The economic state of U.S. crop farming has drawn considerable attention in recent years. This article uses U.S. Department of Agriculture (USDA) cost of production data to compare the ratio of gross revenue per acre from the market to total cost of production per acre for 9 crops over 3 recent periods: 2003-2006, 2008-2013, and 2015-2016. Also compared are farm safety net payments. The 3 periods are distinct price and income periods. Prices and income were lower in 2003-2006 than in the 2008-2013 farm prosperity period of higher prices and incomes. The 2015-2016 period is associated with lower crop prices and incomes. Both 2007 and 2014 are treated as transition years. Data note 1 contains further discussion of the cost of production data and time periods. Data note 2 contains further discussion of the farm safety net payment data.

Market Return – 2003-2006 vs. 2008-2013

Ratio of gross revenue/acre at harvest from the market to total cost of production/acre was higher for 8 of the 9 crops during 2008-2013 than during 2003-2006 (see Figure 1). Only the ratio for cotton was lower in 2008-2013. For the other 8 crops, the ratio averaged 31 percentage points higher in 2008-2013. Gross revenue/acre covered all costs/acre (ratio of 100% or more) for 5 crops during 2008-2013 (soybeans, peanuts, corn, rice, wheat) but for no crop during 2003-2006.

fdd03212018_fig1.jpg

Return to Normal Market Return

Despite the widely noted large decline in crop prices since 2012, ratio of gross revenue/acre from the market to total cost of production/acre is fairly similar by crop before and after the period of farm prosperity (see Figure 1). The ratio is higher in 2015-2016 than 2003-2006 for 4 crops (corn, rice, barley, sorghum), lower for 3 crops (soybeans, peanuts, oats), and nearly identical for 2 crops (cotton, wheat).

All ratios during 2003-2006 and 2015-2016 are less than 100% except for rice in 2015-2016. A common finding throughout the long history of studying returns to farming is that farms as a group generally do not cover all costs on an annual basis, except occasionally and during relatively short periods of prosperity. Various reasons have been offered to explain this apparently economically irrational finding. Farmers love to farm and thus may willingly accept lower returns, especially for the opportunity cost of their and their family’s labor and management. Farmers may also trade off lower immediate flow returns for the appreciation in land values that have occurred over time. This argument is reflected in the phrase, “farmers are cash poor, but land rich.” Most studies find that over the long term, returns on farm assets are competitive with returns on other assets after adjusting for risk. An implication is that on owned land farmers are better off than cost of production accounting suggest.

As an additional point of historical perspective for this assessment, the ratio of gross revenue/acre to total cost/acre averaged 13 percentage points higher in 2003-2006 than in the 4 prior years (1999-2002) for corn, cotton, peanuts, sorghum, soybeans, and wheat. The same cost-of-production methodology has been used for these 6 crops since at least 1999 (see data note 1).

Problems and tasks ▸
1 – From the article on U.S. crop farming returns, extract the passage starting at "As an additional" and ending at "data note 1).".
2 – Write the next part of the article on U.S. crop farming returns, picking up after its final sentence.

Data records
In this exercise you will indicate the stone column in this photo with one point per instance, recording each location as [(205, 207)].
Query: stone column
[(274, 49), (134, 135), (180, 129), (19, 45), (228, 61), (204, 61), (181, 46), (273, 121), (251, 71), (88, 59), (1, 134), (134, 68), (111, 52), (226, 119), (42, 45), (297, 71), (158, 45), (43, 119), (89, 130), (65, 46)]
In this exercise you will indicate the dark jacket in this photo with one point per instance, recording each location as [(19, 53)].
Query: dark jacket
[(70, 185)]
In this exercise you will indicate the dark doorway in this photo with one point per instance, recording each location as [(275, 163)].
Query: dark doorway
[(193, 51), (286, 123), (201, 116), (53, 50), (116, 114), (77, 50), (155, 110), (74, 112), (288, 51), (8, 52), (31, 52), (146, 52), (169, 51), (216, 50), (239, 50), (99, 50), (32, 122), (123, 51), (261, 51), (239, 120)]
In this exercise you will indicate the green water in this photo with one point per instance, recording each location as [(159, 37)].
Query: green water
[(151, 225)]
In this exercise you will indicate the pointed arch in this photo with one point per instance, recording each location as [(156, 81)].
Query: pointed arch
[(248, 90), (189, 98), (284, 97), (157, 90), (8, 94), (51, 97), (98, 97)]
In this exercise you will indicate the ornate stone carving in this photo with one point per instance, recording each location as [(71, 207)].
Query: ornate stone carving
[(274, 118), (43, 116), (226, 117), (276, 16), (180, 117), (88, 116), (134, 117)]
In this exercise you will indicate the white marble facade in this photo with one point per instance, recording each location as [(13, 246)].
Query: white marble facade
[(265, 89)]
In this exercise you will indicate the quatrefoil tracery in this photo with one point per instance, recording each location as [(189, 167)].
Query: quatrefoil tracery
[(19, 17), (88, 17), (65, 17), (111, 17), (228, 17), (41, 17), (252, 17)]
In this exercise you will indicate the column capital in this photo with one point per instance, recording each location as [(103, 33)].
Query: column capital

Set of answers ▸
1 –
As an additional point of historical perspective for this assessment, the ratio of gross revenue/acre to total cost/acre averaged 13 percentage points higher in 2003-2006 than in the 4 prior years (1999-2002) for corn, cotton, peanuts, sorghum, soybeans, and wheat. The same cost-of-production methodology has been used for these 6 crops since at least 1999 (see data note 1).

2 –
Farm Safety Net Payments

Commodity program payments to crops averaged $10.4 billion/year in 2003-2006 vs. $5.2 and $7.7 billion/year in 2008-2013 and 2015-2016, respectively. Net crop insurance payments averaged $0.9, $5.2, and $0.7 billion/year in 2003-2006, 2008-2013, and 2015-2016, respectively. Even if the 2012 drought year is removed, net insurance payments averaged $3.7 billion/year in 2008-2013. Lower than normal yields were the norm during 2008-2013. Total acres planted to the 9 crops averaged 248, 253, and 254 million acres/year for 2003-2006, 2008-2013, and 2015-2016, respectively. Given similar acres/year, expressing payments on a planted acre basis does not change the relative order across periods and programs.

Combined farm safety net payments per year are smallest in 2015-2016. Their smaller role in 2015-2016 than 2003-2006 is even more pronounced when expressed relative to total cost of production (see Figure 2 and Data Note 2). High yields led to smaller net insurance payments in 2015-2016 but to higher commodity program payments. It is thus unclear if a return to more normal yields will change the finding that farm safety net payments are lower after than before the period of farm prosperity, especially when expressed relative to crop expenses.

fdd03212018_fig2.jpg

Summary Observations

  • Despite the large decline in crop prices since 2012, the ratio of gross return/acre from the market to total cost of production/acre in 2015-2016 is similar to this ratio for the 2003-2006 period immediately preceding the period of farm prosperity.
  • At the time, 2003-2006 was considered fairly normal and certainly not a period of farm stress. Discussion of farm stress was more common during the prior 4 years (1999-2003) when market returns at harvest were notably lower relative to all production costs. Discussion of stress during 1999-2003, however, was much less than during the 1980s farm crisis.
  • Taken together, the preceding 2 points raise the important question, “What is the appropriate historical comparison for current U.S. field crop agriculture?”
  • This assessment suggests it is 2003-2006, not the period of farm prosperity.
  • Moreover, this assessment implies the U.S. field crop sector should currently be considered closer to market normalcy than market stress.
  • Farm program payments averaged less in 2015-2016 than 2003-2006 and even 2008-2013. The 2014 farm bill eliminated direct payments under political pressure because many non-farm policy actors viewed as unfair that farms received the same payments when crop income was record high.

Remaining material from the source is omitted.